- **Excerpt to read**

The standards Mueller applied for deciding a conspiracy was prosecuteable were astronomically high

The minimum standards for conspiracy or coordination Mueller chose and applied in his investigation strike me as almost impossibly stringent. Perhaps some lawyer out there can show me where this impression is wrong.

Mueller seems to have chosen conspiracy between a Trump Campaign paid employee ONLY, directly with an employee of the Kremlin ONLY, and in which he could prove that an exchange of something of value was discussed, agreed upon, and delivered, as the mimimun and only standard he would accept for reporting a conspiracy out as proveably criminal. 

In any Trump-Russia conspiracy or coordination, if there was any intermediary party at all, any step through anyone not a campaign employee or a Putin government official, then it failed Mueller's stringent requirements... and he let it go.

Meaning very much malevolent conspiracy and coordination that definitely did occur didn't meet the high standards being applied.

- **Box-labeled dataset extracts**
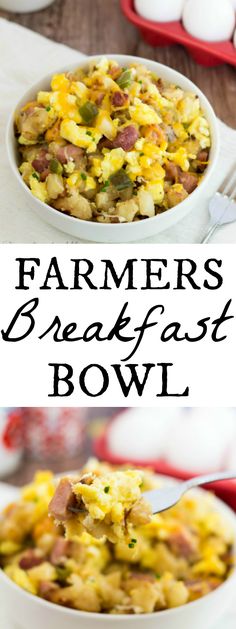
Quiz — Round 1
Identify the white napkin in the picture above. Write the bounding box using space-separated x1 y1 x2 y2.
0 19 236 243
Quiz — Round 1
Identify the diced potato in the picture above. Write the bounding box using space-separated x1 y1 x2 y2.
61 118 102 152
46 173 64 199
116 199 139 223
54 190 92 221
101 148 125 182
137 188 155 217
164 581 189 608
96 111 118 140
167 183 188 207
29 173 49 203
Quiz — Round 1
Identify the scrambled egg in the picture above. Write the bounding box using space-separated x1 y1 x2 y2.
16 57 211 223
0 460 235 614
49 470 151 543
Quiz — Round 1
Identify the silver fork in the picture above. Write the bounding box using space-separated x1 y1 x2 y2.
201 163 236 244
143 471 236 513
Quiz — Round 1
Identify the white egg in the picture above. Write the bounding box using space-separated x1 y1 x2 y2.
165 408 236 474
134 0 185 22
183 0 235 42
108 408 179 461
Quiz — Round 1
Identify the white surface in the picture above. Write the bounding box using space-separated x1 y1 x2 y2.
0 598 236 629
183 0 235 42
0 19 236 243
108 407 236 474
134 0 185 22
6 55 220 243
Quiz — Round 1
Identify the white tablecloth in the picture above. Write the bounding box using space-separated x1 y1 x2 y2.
0 19 236 243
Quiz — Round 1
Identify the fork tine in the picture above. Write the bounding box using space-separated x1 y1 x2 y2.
219 164 236 195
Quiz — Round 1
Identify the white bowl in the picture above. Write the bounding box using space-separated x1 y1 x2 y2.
0 475 236 629
6 55 220 242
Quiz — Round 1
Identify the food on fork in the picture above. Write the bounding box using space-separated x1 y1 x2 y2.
0 460 235 622
15 57 211 223
49 469 151 543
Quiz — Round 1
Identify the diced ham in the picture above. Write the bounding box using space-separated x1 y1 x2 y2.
109 65 122 81
155 79 165 94
19 549 45 570
142 124 167 146
197 149 209 173
98 138 114 151
55 144 84 165
164 162 179 183
32 149 50 173
178 170 198 194
130 572 156 583
50 537 71 566
49 478 77 522
113 125 139 151
111 91 129 109
38 581 58 601
197 149 209 162
165 162 198 194
95 92 105 106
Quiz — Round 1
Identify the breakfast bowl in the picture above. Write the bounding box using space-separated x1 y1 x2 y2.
6 55 220 243
0 466 236 629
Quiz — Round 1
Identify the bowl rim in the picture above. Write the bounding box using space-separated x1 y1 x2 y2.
5 53 220 235
0 470 236 622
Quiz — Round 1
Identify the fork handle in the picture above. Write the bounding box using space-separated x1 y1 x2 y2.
201 223 219 245
183 470 236 493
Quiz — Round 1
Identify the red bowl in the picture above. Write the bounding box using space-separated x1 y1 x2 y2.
93 426 236 511
120 0 236 67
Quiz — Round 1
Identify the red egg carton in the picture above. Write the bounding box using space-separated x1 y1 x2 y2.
120 0 236 67
93 426 236 511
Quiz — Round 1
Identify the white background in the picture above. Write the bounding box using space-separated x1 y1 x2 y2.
0 244 236 406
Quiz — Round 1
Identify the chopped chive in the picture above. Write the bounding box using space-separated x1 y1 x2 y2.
49 157 63 175
110 168 133 190
116 70 132 90
79 100 98 124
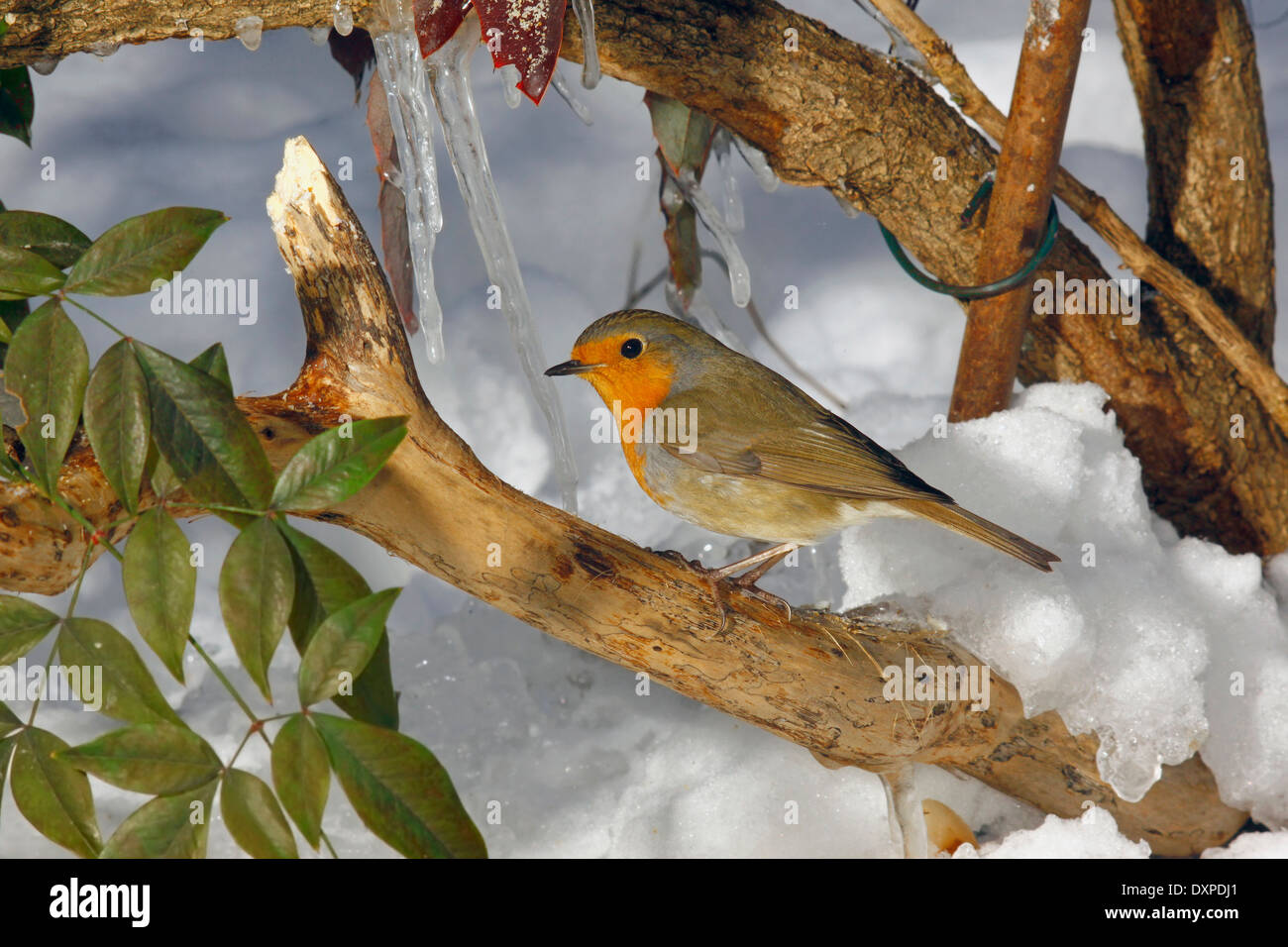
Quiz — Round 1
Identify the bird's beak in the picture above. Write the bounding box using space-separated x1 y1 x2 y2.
546 359 604 374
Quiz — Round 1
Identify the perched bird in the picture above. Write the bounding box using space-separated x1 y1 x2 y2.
546 309 1060 587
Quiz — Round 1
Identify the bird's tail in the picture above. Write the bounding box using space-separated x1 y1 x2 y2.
899 500 1060 573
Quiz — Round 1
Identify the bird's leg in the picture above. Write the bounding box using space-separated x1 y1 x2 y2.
711 543 800 621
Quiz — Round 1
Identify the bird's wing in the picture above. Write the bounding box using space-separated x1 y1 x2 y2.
660 386 953 502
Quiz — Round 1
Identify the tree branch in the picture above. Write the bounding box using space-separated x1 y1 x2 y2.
948 0 1090 421
0 138 1245 856
0 0 1288 556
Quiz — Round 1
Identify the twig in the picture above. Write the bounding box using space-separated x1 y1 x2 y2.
948 0 1090 421
872 0 1288 433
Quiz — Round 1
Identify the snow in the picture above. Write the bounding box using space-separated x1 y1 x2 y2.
677 167 751 309
233 17 265 53
425 13 577 513
953 806 1149 858
331 0 353 36
550 69 595 125
0 0 1288 858
374 0 445 362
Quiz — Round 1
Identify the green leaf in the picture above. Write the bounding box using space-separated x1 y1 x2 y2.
0 210 90 269
271 417 407 510
121 506 197 683
299 588 402 707
58 616 184 727
310 714 486 858
0 703 22 736
134 343 273 509
4 301 89 496
65 207 228 296
273 714 331 852
85 339 152 513
278 522 398 730
219 518 295 702
56 723 222 796
188 342 233 394
100 780 219 858
0 64 36 149
9 728 103 858
0 244 64 299
0 737 13 834
219 770 299 858
0 595 58 666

- **Exercise instructions**
a - According to the piece on Mueller's conspiracy standards, which things did Mueller need to prove about the exchange of something of value? List all of them.
b - Answer these questions using the piece on Mueller's conspiracy standards:
(i) Who does the writer invite to show where the impression is wrong?
(ii) On the Russian side, whose employee did the conspiracy have to directly involve?
(iii) What did Mueller do when a conspiracy included any intermediary party?
c - Carry the piece on Mueller's conspiracy standards forward from its last sentence.

- **Replies**
a -
- Discussed
- Agreed upon
- Delivered

b -
(i) Some lawyer out there.
(ii) An employee of the Kremlin.
(iii) He let it go, because it failed his stringent requirements.

c -
Among many such examples: 

-- GRU to Julian Assange to Roger Stone directly to Trump himself. Assange was not a direct Kremlin employee, and Stone was not on Trump's payroll, so their conspiring was... what? okay? (It should have been prosecutable as racketeering under RICO, it would seem to me.) 

-- GRU to somebody at Wikileaks to Donald Trump Jr. The person at Wikileaks wasn't a Kremlin employee, so their conspiring was okay, per Mueller. 

-- Putin to Deripaska to Kilminik to Manafort. Deripaska and Kilminik fail Mueller's direct-employee-of-Kremlin requirement, so no conspiracy prosecution there either. Even though Putin got something very tangible out of that: a change to the 2016 Republican Party platform to insert a plank for relaxing the sanctions in place against Russia. 

-- Russian government to the British professor to Papadopoulos regarding Democratic Party emails hacked by Russia. The professor is the problem, the non-employee insulation from prosecution for that conspiracy channel. 

-- Michael Flynn to Peter Smith to Russian hackers pursuing more emails. Peter Smith (who killed himself afterwards rather than face investigation) was an employee of neither the Trump Campaign nor the Kremlin, so same result for that conspiracy channel. 

-- Three top Trump campaign officials meet with a Russian lawyer about trading Hillary oppo research results specifically for a promise of sanctions relief. Here, the lawyer's direct employment by the Kremlin at the moment is gray-area, plus no actual value-for-value transaction occurred... says Trump Jr. (But does Mueller actually know that to be a fact, or is it just one more thing he has too little evidence of?) So, even this doesn't meet Mueller's sky-high standards for conspiracy.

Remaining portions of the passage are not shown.